**TESTO SELEZIONATO:**
------------------------------------------------------------
Sentimenti In Salotto : IL RIFIUTO – lunedi 29 gennaio – ore 21

Il primo rifiuto, Mi viene da riflettere, parte con il trauma della nascita.

“A pelle” con il “corpo” e con le emozioni della “psiche” (gravide di paura e di ansia e di tormento) e quando poi la mente avesse potuto esprimersi ( e lo avrebbe fatto più avanti) …

… il nostro “No” è stato il primo rifiuto !

NO come “Rifiuto di nascere”: a condizioni di TRAUMA.

Un rifiuto che portiamo scritto dentro, legato a quel modo di nascere o di farci nascere.

Non sono aggiornato al presente, ma ho assistito, 45 anni fa, alla nascita di mia figlia … e credo di essermi un attimino identificato e rispecchiato in un “no” a quel “modo” di nascere, “rispecchiato” nel rifiuto istintivo che ciascuno di noi ha vissuto ( e porta scritto “dentro” a livello inconscio )  dalla nascita.

E  quanti NO vissuti come rifiuto, poi, abbiamo ricevuto, man mano che da piccoli siamo diventati grandi, da massimamente dipendenti a totalmente – si fa per dire – indipendenti.

Quanti “NO” sperimentati come rifiuto: per “fermare” il nostro agire libero di bambini, ingenuo e inconsapevole: bisognoso di essere in qualche modo disciplinato ed educato ! … tanti “no”, tanti  “non si fa”, vissuti come rifiuto del nostro bisogno di esprimerci, magari scompostamente ed a rischio, ovviamente, e comunque “no” vissuti come proibizione e rifiuto.

E quanti “No” abbiamo poi copiato e ripetuto.

“No” che – pur non pronunciati – hanno “scritto” nel corpo il nostro rifiuto fin dai primissimi istanti di vita, immersi nei rumori allarmanti dell’ambiente, nei suoni delle parole del linguaggio  o del dialetto del posto dove siamo nati ( penso al seno materno, ai vissuti della suzione, poi dello svezzamento, alle relazioni sentimentali prima edipiche poi in generale …).

“No” che, in emozioni e sentimenti, esprimevano tutto il nostro rifiuto per quanto ci veniva imposto, di quanto eravamo costretti a subire e di quanto per noi diventava “modo” intollerabile la fatica di doversi mantenere equilibrati nell’Io, mentre intelligentemente cercavamo di capirci qualcosa.

Essere educati – L’intero processo pedagogico ci ha comportato una serie di valutazioni rispetto alle quali, a volte ed anche spesso, il tollerabile è diventato intollerabile ed allora abbiamo dovuto sentire e, quando possibile, esprimere … il nostro rifiuto.
------------------------------------------------------------
**VOCI DEL DATASET:**

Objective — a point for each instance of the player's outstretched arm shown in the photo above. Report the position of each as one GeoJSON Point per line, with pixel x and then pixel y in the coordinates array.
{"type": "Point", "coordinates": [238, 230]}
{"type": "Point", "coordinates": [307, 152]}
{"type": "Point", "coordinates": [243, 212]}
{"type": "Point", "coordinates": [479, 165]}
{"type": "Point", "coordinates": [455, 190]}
------------------------------------------------------------
**CONSEGNE:**
**1.** Riassumi in due frasi il testo sul rifiuto.
**2.** Trascrivi alla lettera il passo del testo sul rifiuto: parti dalle parole "Il primo rifiuto, Mi" e fermati dopo le parole "inconscio )  dalla nascita.".
**3.** Prosegui il testo sul rifiuto a partire dall'ultima frase riportata.

**RISPOSTE PER CONSEGNA:**
**1.** Il primo rifiuto nasce con il trauma della nascita, un "no" che ciascuno porta scritto dentro a livello inconscio. Crescendo abbiamo poi ricevuto, copiato e ripetuto tanti altri "no" vissuti come proibizione, e il processo educativo ha reso a volte intollerabile ciò che era tollerabile, costringendoci a sentire e, quando possibile, esprimere il nostro rifiuto.

**2.**
Il primo rifiuto, Mi viene da riflettere, parte con il trauma della nascita.

“A pelle” con il “corpo” e con le emozioni della “psiche” (gravide di paura e di ansia e di tormento) e quando poi la mente avesse potuto esprimersi ( e lo avrebbe fatto più avanti) …

… il nostro “No” è stato il primo rifiuto !

NO come “Rifiuto di nascere”: a condizioni di TRAUMA.

Un rifiuto che portiamo scritto dentro, legato a quel modo di nascere o di farci nascere.

Non sono aggiornato al presente, ma ho assistito, 45 anni fa, alla nascita di mia figlia … e credo di essermi un attimino identificato e rispecchiato in un “no” a quel “modo” di nascere, “rispecchiato” nel rifiuto istintivo che ciascuno di noi ha vissuto ( e porta scritto “dentro” a livello inconscio )  dalla nascita.

**3.**
Nella mia storia ricordo, da grande, il rifiuto con cui mi sono “appunto” “rifiutato” di proseguire gli studi al corso di laurea in ingegneria, dopo che al dodicesimo esame – quello che mi consentiva di sbiennare  (e di andare nel triennio di specializzazione) – m’accorsi che il tollerabile diveniva improvvisamente intollerabile allorché un professore ( di Chimica: Il Giomini ) forte del suo potere ( e del suo abuso di potere: ché troppo si è stati costretti a subire, da sempre, l’impreparazione emozionale dei “superiori” ) offese la mia dignità di studente pendolare/fuorisede.

Ma anche da piccolo: il rifiuto verso il sacerdote che in occasione della “prima confessione” ti chiede se vuoi diventare chierichetto … ( … e tu rispondi “ci voglio pensare” … ma vi lascio immaginare la sensazione di disagio e di ricatto subiti… ).

Allora tu decidi il tuo “RIFIUTO di andare avanti” e quindi decidi di cambiare atteggiamento, facoltà, cambiare percorso, cambiare vita.

Cambi facoltà ( scelsi Sociologia), ti sposi ( la ragazza di cui ero “innamorato”), inizi contestualmente a lavorare ( impiegato direttivo responsabile di un ufficio Patronati -INAS/CISL – alla sede provinciale INPS di Roma ).

Ma poi ricordo anche il rifiuto – per chi ne ha fatto esperienza –  di proseguirsi in situazioni sentimentali, magari sfociate nel frattempo anche nel matrimonio. Quanti di noi, quante persone “a giro” hanno vissuto e sperimentato il loro rifiuto, decidendo che non è più possibile “andare avanti così” e quindi prendendo le distanze in maniera più o meno civile, più o meno risentita, più o meno aggressiva come più o meno la Cronaca ci racconta.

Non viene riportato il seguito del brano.